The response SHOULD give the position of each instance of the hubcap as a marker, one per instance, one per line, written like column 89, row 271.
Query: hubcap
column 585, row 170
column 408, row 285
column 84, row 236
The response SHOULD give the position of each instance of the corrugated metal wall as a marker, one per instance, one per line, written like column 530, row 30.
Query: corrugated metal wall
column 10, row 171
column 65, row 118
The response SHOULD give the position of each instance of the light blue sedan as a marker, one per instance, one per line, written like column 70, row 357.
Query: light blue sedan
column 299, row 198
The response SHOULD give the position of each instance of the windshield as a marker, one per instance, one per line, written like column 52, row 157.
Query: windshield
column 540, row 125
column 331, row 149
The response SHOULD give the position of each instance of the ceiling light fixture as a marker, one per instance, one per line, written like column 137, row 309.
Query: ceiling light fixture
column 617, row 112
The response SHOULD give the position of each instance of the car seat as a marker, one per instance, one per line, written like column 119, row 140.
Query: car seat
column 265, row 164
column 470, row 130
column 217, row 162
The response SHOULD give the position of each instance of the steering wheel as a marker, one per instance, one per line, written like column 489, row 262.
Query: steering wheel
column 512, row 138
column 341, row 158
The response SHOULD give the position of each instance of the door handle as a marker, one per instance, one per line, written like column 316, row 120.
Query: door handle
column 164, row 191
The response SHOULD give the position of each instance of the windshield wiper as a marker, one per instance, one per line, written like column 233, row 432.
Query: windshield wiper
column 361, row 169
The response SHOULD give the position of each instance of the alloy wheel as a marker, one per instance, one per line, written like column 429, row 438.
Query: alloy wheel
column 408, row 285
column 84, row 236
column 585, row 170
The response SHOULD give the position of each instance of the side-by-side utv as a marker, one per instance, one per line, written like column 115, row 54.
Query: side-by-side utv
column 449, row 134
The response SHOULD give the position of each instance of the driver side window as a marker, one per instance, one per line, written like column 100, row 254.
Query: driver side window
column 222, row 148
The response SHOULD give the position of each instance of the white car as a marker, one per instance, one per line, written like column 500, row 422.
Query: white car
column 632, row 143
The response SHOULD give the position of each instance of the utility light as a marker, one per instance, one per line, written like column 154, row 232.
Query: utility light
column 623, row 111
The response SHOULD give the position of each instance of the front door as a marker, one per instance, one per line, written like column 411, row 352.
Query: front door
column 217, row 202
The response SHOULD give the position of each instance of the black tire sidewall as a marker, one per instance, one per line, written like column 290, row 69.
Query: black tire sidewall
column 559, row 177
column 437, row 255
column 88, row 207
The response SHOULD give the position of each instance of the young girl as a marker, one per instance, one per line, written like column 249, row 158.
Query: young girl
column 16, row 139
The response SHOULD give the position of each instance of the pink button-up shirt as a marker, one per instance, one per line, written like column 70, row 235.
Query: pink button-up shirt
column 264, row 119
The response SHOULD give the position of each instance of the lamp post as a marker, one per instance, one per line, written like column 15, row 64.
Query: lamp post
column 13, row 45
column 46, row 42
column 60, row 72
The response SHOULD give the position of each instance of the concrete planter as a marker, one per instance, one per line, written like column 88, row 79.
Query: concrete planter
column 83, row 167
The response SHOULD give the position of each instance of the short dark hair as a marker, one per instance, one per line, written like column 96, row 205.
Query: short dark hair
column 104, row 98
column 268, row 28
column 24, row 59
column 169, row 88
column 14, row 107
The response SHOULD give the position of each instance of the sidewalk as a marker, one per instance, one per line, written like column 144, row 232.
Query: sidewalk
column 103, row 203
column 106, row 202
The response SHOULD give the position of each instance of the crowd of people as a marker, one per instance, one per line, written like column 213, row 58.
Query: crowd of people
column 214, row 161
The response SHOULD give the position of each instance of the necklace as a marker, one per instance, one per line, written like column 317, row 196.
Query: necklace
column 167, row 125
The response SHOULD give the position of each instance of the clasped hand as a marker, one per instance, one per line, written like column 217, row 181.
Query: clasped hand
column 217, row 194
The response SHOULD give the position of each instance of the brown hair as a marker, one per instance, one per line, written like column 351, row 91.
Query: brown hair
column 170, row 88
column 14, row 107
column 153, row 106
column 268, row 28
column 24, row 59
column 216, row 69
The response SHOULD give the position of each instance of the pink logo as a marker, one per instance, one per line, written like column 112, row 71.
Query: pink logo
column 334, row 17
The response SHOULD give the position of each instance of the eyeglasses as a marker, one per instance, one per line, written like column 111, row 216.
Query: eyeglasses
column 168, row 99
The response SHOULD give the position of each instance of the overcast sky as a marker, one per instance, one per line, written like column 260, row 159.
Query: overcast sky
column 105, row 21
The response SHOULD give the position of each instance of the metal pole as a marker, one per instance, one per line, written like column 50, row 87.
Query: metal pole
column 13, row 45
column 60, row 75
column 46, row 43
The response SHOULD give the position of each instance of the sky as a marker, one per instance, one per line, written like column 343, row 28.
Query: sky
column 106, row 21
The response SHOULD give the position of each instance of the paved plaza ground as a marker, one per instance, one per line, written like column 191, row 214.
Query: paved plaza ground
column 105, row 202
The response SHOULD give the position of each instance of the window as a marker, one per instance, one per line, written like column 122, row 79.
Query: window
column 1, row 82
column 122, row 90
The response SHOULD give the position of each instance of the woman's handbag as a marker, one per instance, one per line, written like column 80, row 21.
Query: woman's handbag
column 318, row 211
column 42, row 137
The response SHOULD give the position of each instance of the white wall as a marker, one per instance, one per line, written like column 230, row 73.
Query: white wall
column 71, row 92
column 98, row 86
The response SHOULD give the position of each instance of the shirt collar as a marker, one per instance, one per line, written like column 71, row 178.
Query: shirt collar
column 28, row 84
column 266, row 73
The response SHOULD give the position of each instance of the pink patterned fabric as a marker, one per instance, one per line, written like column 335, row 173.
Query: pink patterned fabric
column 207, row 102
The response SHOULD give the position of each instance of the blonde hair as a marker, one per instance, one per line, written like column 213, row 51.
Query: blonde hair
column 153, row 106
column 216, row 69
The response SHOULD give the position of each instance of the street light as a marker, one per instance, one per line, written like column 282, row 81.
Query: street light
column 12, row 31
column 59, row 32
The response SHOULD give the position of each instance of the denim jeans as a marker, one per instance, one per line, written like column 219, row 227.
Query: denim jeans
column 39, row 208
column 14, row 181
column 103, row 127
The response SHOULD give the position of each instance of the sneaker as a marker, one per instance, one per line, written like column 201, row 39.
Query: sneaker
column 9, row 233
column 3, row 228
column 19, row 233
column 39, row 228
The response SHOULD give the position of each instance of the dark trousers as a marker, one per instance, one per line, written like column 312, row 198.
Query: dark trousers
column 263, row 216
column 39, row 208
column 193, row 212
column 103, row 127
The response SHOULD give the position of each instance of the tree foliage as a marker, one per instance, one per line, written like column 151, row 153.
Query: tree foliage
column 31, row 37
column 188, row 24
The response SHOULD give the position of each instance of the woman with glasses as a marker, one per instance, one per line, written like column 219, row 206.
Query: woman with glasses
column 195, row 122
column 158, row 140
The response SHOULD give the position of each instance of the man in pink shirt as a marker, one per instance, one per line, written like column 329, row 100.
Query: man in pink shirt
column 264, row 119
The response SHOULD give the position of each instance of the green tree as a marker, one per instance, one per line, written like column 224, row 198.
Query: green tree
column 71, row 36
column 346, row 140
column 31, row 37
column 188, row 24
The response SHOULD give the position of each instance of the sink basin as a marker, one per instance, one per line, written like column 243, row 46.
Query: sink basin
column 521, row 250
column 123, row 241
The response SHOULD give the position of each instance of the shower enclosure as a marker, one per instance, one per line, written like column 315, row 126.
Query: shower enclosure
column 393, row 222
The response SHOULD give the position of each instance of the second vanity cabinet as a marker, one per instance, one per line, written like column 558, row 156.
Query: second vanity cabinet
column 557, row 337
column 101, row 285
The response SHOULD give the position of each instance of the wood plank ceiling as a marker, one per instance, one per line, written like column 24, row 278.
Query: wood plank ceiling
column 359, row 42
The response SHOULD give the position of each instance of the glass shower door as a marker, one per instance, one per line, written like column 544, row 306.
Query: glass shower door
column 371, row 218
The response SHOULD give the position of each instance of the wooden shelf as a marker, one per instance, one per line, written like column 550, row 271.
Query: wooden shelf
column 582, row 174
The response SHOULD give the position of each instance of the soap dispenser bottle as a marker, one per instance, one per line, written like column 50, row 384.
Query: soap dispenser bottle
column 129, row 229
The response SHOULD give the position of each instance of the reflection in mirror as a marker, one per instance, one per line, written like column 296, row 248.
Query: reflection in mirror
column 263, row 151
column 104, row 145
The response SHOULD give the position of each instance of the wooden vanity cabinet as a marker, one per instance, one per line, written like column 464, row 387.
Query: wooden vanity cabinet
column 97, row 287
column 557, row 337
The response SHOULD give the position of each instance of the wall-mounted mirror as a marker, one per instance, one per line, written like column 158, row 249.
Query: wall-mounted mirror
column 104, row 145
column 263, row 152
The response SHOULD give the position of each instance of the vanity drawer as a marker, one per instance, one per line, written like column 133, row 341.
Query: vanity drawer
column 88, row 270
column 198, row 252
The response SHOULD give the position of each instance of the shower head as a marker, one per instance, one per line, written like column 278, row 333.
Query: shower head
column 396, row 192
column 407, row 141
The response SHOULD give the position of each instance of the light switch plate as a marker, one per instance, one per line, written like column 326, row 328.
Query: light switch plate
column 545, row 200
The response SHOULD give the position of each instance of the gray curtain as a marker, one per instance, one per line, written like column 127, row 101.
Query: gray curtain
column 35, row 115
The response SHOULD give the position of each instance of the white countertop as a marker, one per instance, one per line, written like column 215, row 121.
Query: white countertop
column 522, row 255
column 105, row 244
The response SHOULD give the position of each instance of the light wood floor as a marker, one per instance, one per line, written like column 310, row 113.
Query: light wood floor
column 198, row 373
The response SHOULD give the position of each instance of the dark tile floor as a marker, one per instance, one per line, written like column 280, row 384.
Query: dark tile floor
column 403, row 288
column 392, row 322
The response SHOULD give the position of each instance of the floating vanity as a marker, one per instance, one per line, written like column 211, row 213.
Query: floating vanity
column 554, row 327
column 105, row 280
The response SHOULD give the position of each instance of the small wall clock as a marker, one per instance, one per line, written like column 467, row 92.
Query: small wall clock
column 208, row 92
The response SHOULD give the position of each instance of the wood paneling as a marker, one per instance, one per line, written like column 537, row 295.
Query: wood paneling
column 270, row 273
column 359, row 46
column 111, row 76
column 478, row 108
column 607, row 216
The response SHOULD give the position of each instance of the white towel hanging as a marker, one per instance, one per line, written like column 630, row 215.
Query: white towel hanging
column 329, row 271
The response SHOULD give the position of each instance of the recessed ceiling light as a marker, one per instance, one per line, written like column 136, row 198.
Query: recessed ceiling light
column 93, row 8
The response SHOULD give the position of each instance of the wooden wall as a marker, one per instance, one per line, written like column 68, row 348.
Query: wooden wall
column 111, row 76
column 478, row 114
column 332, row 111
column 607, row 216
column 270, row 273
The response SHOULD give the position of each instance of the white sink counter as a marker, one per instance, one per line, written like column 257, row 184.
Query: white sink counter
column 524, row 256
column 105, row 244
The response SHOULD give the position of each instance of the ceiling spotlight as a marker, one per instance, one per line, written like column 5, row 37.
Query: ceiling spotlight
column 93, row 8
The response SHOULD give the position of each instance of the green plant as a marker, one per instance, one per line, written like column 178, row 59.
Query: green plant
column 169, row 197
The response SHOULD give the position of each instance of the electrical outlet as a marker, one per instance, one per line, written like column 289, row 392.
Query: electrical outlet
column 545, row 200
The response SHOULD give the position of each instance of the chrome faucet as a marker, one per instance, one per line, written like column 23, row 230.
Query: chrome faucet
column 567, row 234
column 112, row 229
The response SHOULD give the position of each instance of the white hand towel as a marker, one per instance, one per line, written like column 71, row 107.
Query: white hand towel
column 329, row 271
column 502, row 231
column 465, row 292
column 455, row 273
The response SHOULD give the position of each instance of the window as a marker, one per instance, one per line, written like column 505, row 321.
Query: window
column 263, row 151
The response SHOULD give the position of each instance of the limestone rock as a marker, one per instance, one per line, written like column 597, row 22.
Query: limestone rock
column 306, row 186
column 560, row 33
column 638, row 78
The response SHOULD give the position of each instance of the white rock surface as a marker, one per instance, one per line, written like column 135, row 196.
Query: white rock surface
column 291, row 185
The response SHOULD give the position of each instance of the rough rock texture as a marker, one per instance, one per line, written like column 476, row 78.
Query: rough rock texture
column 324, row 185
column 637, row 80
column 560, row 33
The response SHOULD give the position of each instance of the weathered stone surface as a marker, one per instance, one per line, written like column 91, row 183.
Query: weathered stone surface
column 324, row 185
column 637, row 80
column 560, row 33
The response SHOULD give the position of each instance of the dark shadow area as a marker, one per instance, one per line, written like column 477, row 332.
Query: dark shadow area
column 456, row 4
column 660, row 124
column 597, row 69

What the task requires:
Print the lines above word for word, starting at the line that contains "111, row 216." and ending at the line that contains "column 105, row 21". Include both of those lines.

Worked solution:
The response SHOULD give the position of each instance of the eyeglasses as a marker, one per instance, one per line, written like column 111, row 216.
Query: eyeglasses
column 168, row 99
The response SHOULD give the position of each instance of the overcast sky as a marker, one per instance, one per line, written like column 260, row 159.
Query: overcast sky
column 105, row 21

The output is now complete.